▶ **Document text**:
--------------------

This is where data abstraction comes in: data abstraction means the ability to package as a type the data structures and functions which manipulate these data structures. A language supports data abstraction if it is "easy" for the user to do this. The new types defined by the user are called abstract data types (or as Stroustrup likes to call them user-defined types). One of the greatest (the greatest?) achievements of Stroustrup has been to create a language in which the user-defined types have as good (sometimes even better) support than built-in types (in every aspects, type-checking, efficiency, etc).


You can send comments or questions about the material in this chapter by clicking here. The archive of questions and comments made can be found here.
In C++, you can talk, think and code in term of scroll bars. Once you have writen a class scroll_bar {..., you define and manipule scroll bars. I said above the other half of C++ is support for Object-Oriented Programming. Now that C++ has enpowered the user with the ability to create his own types, it would be nice if C++ could spare him to "reinvent the wheel". In some application areas, it is clear that many of the types a user would like to define have a lot in common (GUI or graphics in general is one such area). To avoid rewriting the same code all the time, you try to express the communality among the types as a type (or class) hierarchy where the types in the base of the hierarchy are very general and become more and more specialize has you refine them. If a language makes it "easy" for the user to create an hierarchy of types and refine the behavior of the types in it, then this language is said to support Object-Oriented Programming. (How did I manage to present OOP without even writing once the word "inheritance"? It is probably a rotten presentation, but this chapter is about data abstraction :-)

--------------------

▶ **Material supplied**:
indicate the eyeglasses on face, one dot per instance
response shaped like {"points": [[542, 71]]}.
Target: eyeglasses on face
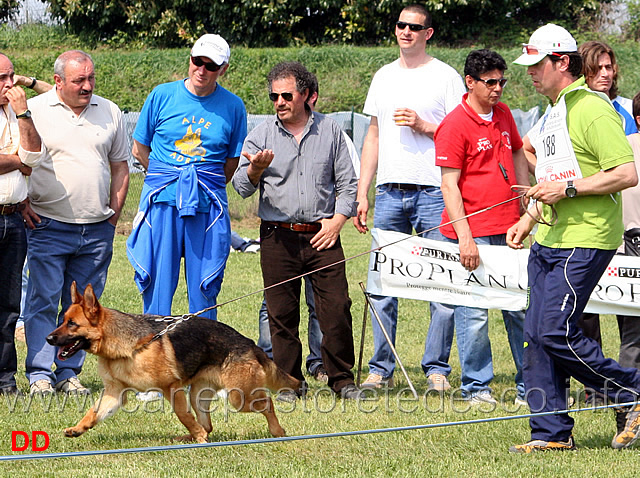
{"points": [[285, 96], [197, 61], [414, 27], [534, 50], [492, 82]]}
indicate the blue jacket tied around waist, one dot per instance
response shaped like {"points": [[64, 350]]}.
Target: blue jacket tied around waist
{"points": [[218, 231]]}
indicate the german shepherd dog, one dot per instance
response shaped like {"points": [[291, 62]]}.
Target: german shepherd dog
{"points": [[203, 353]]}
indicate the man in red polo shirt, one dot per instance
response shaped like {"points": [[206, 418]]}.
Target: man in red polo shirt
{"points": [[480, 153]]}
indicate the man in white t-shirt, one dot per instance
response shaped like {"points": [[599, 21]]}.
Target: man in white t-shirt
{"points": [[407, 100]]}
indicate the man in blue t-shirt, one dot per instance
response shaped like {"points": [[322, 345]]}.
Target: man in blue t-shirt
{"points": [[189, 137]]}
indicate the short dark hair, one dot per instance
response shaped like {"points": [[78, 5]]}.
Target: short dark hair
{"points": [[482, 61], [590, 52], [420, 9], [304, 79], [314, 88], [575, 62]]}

--------------------

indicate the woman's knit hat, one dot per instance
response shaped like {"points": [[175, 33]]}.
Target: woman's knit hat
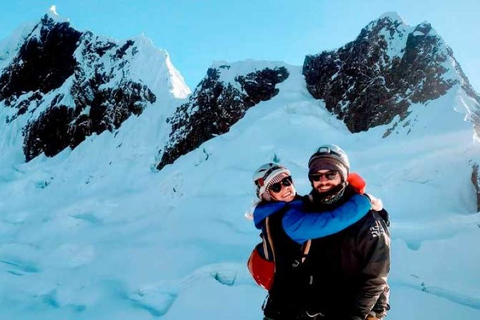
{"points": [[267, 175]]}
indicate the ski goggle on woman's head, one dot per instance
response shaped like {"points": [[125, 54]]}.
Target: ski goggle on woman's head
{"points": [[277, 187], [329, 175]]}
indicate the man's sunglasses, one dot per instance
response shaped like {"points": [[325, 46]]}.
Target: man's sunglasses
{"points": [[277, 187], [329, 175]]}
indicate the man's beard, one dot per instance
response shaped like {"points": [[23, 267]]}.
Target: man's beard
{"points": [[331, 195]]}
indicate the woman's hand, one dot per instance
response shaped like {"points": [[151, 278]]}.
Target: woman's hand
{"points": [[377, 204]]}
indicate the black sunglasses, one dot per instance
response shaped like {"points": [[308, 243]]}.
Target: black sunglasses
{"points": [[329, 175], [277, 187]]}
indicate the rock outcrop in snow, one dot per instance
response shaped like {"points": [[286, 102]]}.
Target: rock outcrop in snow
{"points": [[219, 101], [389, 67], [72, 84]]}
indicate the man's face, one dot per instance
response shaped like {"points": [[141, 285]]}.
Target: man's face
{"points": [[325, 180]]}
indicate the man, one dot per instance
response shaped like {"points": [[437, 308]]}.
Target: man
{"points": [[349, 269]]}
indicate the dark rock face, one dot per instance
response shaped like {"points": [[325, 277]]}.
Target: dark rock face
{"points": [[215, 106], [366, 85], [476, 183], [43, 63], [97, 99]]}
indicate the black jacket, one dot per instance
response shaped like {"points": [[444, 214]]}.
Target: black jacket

--------------------

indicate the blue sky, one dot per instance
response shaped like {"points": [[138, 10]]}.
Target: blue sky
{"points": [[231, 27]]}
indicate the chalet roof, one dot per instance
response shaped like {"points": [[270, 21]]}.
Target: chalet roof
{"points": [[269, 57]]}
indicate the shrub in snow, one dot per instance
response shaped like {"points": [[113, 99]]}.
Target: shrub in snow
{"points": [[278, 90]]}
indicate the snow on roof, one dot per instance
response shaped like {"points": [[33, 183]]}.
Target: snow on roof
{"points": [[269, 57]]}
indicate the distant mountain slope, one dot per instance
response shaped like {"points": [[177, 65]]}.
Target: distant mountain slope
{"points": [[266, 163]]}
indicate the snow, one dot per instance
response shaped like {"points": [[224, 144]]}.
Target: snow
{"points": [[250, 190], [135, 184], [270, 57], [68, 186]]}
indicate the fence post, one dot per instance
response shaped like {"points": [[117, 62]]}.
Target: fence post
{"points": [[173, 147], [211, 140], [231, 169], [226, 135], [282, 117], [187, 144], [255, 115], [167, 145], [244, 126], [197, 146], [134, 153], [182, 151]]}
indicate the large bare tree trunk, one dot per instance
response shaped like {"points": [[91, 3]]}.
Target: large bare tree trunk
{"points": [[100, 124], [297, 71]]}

--------------------

▶ **Exercise instructions**:
1/ Summarize the passage on data abstraction in C++ in two sentences.
2/ Carry the passage on data abstraction in C++ forward from the point where it stops.
The entries on this page play no part in the work that comes next.

▶ **Responses in order**:
1/ Data abstraction means packaging data structures and the functions that manipulate them as a type, and C++ gives these user-defined types support as good as, or sometimes better than, that of built-in types. C++ also supports object-oriented programming by making it easy to express what related types have in common as a class hierarchy, whose general base types grow more specialized as they are refined.

2/
C++ is a big language but essentially all the features of the language can be traced to support for Data Abstraction and Object-Oriented Programming (and how to do it efficiently using all the help the compiler can give you eg strong typing). I would like to be able to define a Small C++ and forget about its "big brother" but I know it is wishful thinking. If you start with C and you want to add support for DA and OOP and you want to keep the "spirit" of C (which is flexibility and efficiency), you will end up with C++ (or if you are not as talented as Stroustrup you will almost certainly end up with much worst). In the rest of this chapter, I will show you how data abstraction is supported in C++ and introduce many of the features of the language that you have to use if you want to have useful user-defined types.


You can send comments or questions about the material in this chapter by clicking here. The archive of questions and comments made can be found here.
I will create a "toy" type (or class to use C++ terminology), a class that contain only a pointer and introduce many features of C++ to make this "toy" class well-behaved.

Here is the smallest "interesting" class we can start with:

	class String {
	  char * cptr;
	};
class is a reserved word in C++, its purpose is to tell the compiler that we start the description of a user-defined type. Following the word class you have the name of the user-defined type, in our case "String" and this type contains only a pointer to a char. With this declaration you write a program like this (assuming the type String appears earlier in the file which contains the program):

	void main() {
	  String a, b; 
	  b = a;
	};
This program defines two objects of type String a and b and b is assigned the value of String a.

The previous example shows typical uses of a new user-defined type or class in C++. You want to be able to define new objects of this class and do some operations on them. The following syntax was used to define a new object of a class in the previous example: String a (you use the class name followed by an identifier). This tells the compiler to create a new object and make it available. Except in the most trivial cases, you should not rely on the default operations of the compiler to create and initialize your objects. You should add your own constructors and destructors and this is how it's done:

	class String {
	  private:
	   char * cptr;
	  public:
	   String(char *); // String constructor
	   ~String();      // String destructor
	};

You can send comments or questions about the material in this chapter by clicking here. The archive of questions and comments made can be found here.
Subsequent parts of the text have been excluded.